[START EXTRACTED DATA]

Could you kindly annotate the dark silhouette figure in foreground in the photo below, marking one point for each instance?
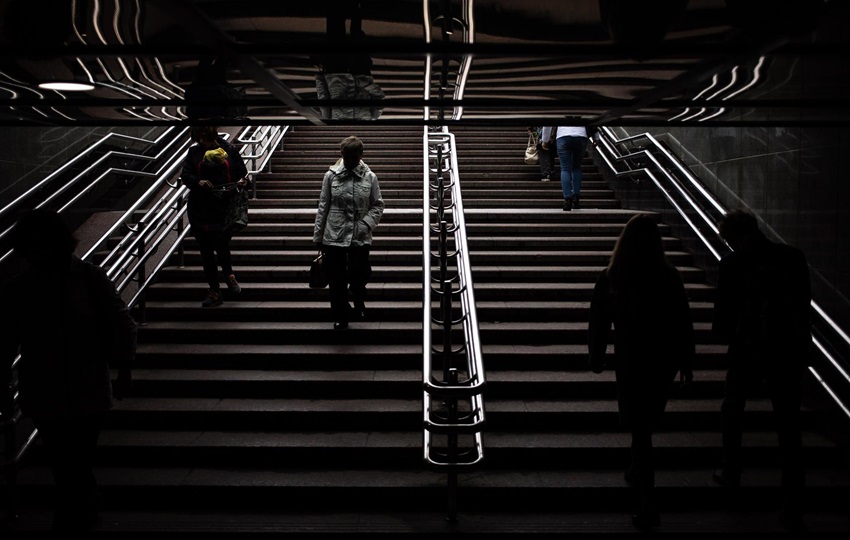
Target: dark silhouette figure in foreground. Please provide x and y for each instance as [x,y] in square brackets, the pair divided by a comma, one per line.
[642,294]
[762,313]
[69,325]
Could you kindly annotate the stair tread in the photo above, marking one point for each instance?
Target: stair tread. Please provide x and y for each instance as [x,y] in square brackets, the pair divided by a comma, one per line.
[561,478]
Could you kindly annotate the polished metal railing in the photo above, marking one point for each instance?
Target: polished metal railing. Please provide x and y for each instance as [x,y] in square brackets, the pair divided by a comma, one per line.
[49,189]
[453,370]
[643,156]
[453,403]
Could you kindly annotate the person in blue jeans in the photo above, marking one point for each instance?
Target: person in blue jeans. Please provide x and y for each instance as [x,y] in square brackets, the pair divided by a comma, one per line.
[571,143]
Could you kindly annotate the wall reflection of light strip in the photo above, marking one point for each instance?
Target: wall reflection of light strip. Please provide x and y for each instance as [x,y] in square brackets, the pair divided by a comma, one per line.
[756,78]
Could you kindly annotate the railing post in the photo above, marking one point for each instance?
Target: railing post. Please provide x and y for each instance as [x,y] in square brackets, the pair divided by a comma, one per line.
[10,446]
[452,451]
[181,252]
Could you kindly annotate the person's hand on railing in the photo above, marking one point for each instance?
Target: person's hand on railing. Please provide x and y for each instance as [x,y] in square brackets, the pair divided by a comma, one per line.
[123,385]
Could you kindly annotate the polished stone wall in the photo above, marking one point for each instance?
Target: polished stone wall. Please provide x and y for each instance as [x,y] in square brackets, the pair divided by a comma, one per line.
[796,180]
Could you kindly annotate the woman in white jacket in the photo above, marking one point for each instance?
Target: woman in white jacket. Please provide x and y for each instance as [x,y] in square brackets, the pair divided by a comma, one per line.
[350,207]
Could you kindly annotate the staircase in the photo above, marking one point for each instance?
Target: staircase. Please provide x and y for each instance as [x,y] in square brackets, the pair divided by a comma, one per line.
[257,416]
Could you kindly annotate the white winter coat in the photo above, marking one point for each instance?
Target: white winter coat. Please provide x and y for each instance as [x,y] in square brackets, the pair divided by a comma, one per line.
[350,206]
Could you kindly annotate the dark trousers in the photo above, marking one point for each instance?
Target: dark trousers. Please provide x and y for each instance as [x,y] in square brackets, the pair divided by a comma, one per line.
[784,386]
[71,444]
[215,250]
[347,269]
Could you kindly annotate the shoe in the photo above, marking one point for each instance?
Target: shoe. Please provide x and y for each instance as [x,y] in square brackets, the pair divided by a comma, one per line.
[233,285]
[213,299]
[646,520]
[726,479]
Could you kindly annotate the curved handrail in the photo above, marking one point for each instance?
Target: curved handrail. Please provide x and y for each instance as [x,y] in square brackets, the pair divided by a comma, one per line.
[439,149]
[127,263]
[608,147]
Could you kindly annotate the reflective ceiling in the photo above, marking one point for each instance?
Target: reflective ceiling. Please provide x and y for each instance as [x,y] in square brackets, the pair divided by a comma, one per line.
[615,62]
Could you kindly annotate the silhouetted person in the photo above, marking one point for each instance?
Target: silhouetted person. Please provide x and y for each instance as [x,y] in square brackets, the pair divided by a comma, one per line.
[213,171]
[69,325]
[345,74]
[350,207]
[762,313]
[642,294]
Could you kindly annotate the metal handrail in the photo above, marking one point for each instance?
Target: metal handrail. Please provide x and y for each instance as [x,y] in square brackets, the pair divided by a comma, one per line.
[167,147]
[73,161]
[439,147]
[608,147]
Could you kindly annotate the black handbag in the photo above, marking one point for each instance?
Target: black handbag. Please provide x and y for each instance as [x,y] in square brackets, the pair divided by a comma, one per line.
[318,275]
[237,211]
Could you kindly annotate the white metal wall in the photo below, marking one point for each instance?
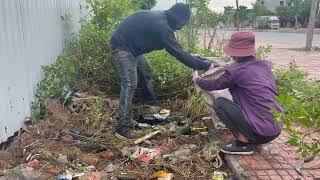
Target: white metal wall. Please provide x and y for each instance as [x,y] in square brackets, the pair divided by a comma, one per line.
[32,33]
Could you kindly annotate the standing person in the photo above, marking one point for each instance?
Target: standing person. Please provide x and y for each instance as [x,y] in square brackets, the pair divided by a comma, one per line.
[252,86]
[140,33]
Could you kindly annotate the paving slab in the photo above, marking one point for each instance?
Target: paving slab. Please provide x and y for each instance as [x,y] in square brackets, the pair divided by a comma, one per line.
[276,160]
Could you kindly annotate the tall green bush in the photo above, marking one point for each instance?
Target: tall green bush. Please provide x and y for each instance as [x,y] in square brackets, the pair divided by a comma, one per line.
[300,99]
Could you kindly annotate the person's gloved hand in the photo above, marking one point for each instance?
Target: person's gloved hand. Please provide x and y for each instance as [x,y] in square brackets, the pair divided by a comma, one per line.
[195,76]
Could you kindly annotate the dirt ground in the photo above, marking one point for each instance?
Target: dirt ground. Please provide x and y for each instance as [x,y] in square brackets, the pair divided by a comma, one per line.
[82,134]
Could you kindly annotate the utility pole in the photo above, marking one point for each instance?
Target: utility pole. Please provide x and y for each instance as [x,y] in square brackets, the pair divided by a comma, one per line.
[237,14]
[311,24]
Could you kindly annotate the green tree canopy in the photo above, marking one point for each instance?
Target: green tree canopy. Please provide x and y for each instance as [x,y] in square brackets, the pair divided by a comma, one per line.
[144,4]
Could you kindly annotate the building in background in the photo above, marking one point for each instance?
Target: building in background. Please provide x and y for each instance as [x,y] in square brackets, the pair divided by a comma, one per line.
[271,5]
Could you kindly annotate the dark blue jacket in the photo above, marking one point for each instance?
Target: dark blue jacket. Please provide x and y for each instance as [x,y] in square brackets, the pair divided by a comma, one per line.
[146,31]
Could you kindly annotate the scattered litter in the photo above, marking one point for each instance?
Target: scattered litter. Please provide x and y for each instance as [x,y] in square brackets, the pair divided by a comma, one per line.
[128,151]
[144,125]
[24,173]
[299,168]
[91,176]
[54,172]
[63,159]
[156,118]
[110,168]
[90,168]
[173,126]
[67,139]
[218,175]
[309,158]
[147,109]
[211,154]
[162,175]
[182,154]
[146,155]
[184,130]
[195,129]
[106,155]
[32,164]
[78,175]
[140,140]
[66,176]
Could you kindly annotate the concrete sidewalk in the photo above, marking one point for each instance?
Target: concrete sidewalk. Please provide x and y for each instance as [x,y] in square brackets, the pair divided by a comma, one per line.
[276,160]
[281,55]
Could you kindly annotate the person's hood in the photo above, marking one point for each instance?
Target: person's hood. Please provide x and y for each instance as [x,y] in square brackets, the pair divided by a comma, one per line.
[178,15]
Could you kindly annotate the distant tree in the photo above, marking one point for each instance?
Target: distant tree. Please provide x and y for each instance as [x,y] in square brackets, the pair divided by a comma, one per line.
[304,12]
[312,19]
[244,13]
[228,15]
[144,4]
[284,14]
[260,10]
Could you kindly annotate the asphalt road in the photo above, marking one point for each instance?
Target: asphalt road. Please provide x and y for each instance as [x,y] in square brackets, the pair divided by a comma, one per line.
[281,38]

[END EXTRACTED DATA]

WORK INSTRUCTIONS -> Reproduce every one of the records above verbatim, omitting the pictures.

SOLVED PROBLEM ->
Could you kindly annotate the dark silhouette figure in foreground in the photo below, marking one point for each instance?
Target: dark silhouette figure in foreground. Please provide x and y for each instance as [x,y] in square brackets, the pair divided by a comma, one per line.
[642,294]
[762,313]
[69,325]
Could you kindly annotate the stair tread in the photo above, marking one point for each instance?
Target: stair tread. Please provide x and y for each instance as [x,y] in square brackets, the pair divided by a comma, one per line.
[561,478]
Could you kindly annotate the polished metal railing in the photo above, marking one point for each instance?
Target: polished metal railing. Please provide x and y for each instance as [x,y] in square brackets, the pair divided by a comma, one per line.
[49,189]
[453,370]
[643,156]
[453,403]
Could you kindly annotate the person in blue jeans in the photo above, marking one point for each instance?
Target: person in blue jeans. Please provide x and y for each instance as [x,y] in square brackets, the pair divided by a comma, one per line.
[571,143]
Could you kindly annotate the wall reflection of light strip in the photo above, marking one point for each instance?
Target: wall reflection of light strip. Please provide x and y for each instance as [x,y] in square brackets, the pair divided by a comma, one per line.
[756,78]
Could you kindly annotate the railing post in the photo above, marking one point for each instance?
Target: railing post. Please provide x and y for each instance as [x,y] in square brackets, the pair divided by a comma, one per line.
[10,446]
[452,451]
[181,252]
Could you kindly annotate the person's hand on railing in the photo above, marking one point for each instance?
Target: person's hand on railing. Please provide x and y for each instance as [x,y] in square brackets, the pair divided by a comma, one per line.
[123,385]
Could you kindly annotate the polished stone wall in the photo above, marking one point for each instance?
Target: polished stone wall. Please provide x and y for each instance as [x,y] in square brackets, the pair divided by a comma, one per line.
[796,180]
Could you kindly annotate the woman in white jacket in the photo above, marking one point for each instance?
Target: woman in white jacket. Please provide x and y for each instance as [x,y] in square brackets, the pair divided by a comma, one per line.
[350,207]
Could you kindly annotate the staircase in the photo above, marking one point for each instance?
Target: staircase. Please provide x and y for each instance as [x,y] in square brackets, the pair divided by a comma, one per line.
[257,416]
Could you kindly annotate the white winter coat in the photo above, marking one point for each instance?
Target: white winter coat. Please provide x and y for each instance as [x,y] in square brackets, the pair divided by a comma, one per line.
[350,206]
Could you kindly annotate the dark trousers in the photo above, marking one point for each instance?
Target: dark trousers. Please provide x and y for each instance as [x,y] in square brackets, the pair divided by a comma, one per line.
[784,386]
[71,444]
[215,250]
[347,269]
Could you kindly annotate the shoe in the photo above, marking one point for each instance?
Target: shoe. Please provide x and y for each instance as [x,y] in square brackets, the pair divided by a comma, one per line.
[233,285]
[213,299]
[646,520]
[726,479]
Could you kindly annotate the curved handrail in the photo above, marking one point for each instance?
Target: curved handrail. Please provide x and y for each instance as [x,y] in square brackets, the pair divided by a comma, one per line.
[439,149]
[127,263]
[608,147]
Could you kindly annotate the reflective ceiling in the photo above, marking one point for each instance?
Target: reflective ceiling. Please provide x and y for each instance as [x,y] in square brackets, the pair divided by a comma, one per line.
[615,62]
Could you kindly annotate the silhouetted person in the photo above, marking one point for each instance?
Target: silhouetted person. Please provide x and y for each instance as [x,y] in square brackets, the pair divided by a comma, one per line.
[213,171]
[69,325]
[345,74]
[350,207]
[762,313]
[642,294]
Could you kindly annotate the metal handrail in the photo above, marking one point for each instance?
Target: metal handrail. Please provide x and y for each instance as [x,y] in square brackets, the pair divided by a comma, one per line.
[167,147]
[73,161]
[439,147]
[608,147]
Could you kindly annotate the black handbag in the photo above, marking one point for each instance?
Target: black handbag. Please provide x and y for each instance as [x,y] in square brackets, the pair divided by a comma, one per line.
[318,275]
[237,211]
Could you kindly annotate the white metal wall in the photo below, marking one point for each instance?
Target: white metal wall. Please provide x and y for each instance as [x,y] in square brackets, the pair divided by a comma, one per line.
[32,33]
Could you kindly annotate the standing person in the photo above, marking one point for each instance?
Target: standing person. Please provide x and y for each instance as [x,y] in square brackets, the pair divided by a comma, one per line.
[252,86]
[140,33]
Could you kindly annotate the paving slab in the photo above, marking one point for each instance?
Target: paving slab. Please provide x and y for each instance as [x,y] in square brackets, the pair divided by a comma, one per line.
[276,160]
Could you kindly annotate the tall green bush in the photo above, marking one point for each instance?
Target: tall green bush. Please provide x and y for each instance as [x,y] in square brackets, the pair divided by a comma, one per line.
[300,99]
Could you kindly annotate the person's gloved hand in the photo above, marking one point for each instance?
Target: person's gloved hand. Please provide x and y for each instance as [x,y] in square brackets, the pair divided by a comma, one per line.
[195,76]
Could you kindly annotate the dirt ground in the photo above, marking one point for each instance?
Target: dirt ground. Please provide x and y for each instance as [x,y] in square brackets, the pair divided by a comma, one per line.
[82,134]
Could you kindly annotate the utility pole in the photo above, marking one point for each instance?
Target: utility pole. Please provide x and y for each instance as [x,y] in square brackets, the pair divided by a comma, one per line.
[237,14]
[311,24]
Could you kindly annotate the green tree canopy in the photo above, marking one point for each instance?
Target: green tree canopy. Please provide x and y for each instance as [x,y] in square brackets, the pair divided by a comma, one per line.
[144,4]
Could you kindly annotate the building in background in the photo above, marking one point for each instance?
Target: building in background. Please provide x and y for each instance as [x,y] in square brackets, the pair divided by a comma, one per line.
[271,5]
Could you kindly annotate the dark blue jacket in the photo above, marking one point for each instance?
Target: dark blue jacket. Please provide x and y for each instance as [x,y] in square brackets, the pair divided by a comma, one per line.
[146,31]
Could you kindly annotate the scattered litter in the photo above, marking one point for each instance?
Target: scattered litter. Please provide x and y for each instance as [x,y] in square brackets, the pair divided by a comma, one per line.
[128,151]
[144,125]
[24,173]
[299,168]
[91,176]
[54,172]
[63,159]
[156,118]
[110,168]
[90,168]
[173,126]
[67,139]
[218,175]
[309,158]
[147,109]
[211,154]
[162,175]
[182,154]
[146,155]
[184,130]
[195,129]
[106,155]
[32,164]
[78,175]
[140,140]
[66,176]
Could you kindly annotate the concrete sidewalk in the photo above, marking one point for each instance?
Target: concrete sidewalk. Please provide x and y for each instance as [x,y] in square brackets, the pair divided by a comma, one per line.
[276,160]
[281,55]
Could you kindly annotate the person's hood in the photo above, marking one point for each instance?
Target: person's hood. Please provide x and y for each instance as [x,y] in square brackets, the pair divided by a comma, one per line.
[178,15]
Could you kindly annotate the distant tree in the photo above, marking one point for each instance?
Target: distant tree. Please provide x and y for each instance as [x,y] in square brackets, the pair divided by a comma, one per line.
[304,12]
[312,19]
[244,13]
[228,15]
[144,4]
[284,14]
[260,10]
Could you kindly annotate the asphalt road in the photo above, marking one point for each instance?
Target: asphalt road. Please provide x and y for each instance as [x,y] in square brackets, the pair divided by a comma, one per line.
[281,38]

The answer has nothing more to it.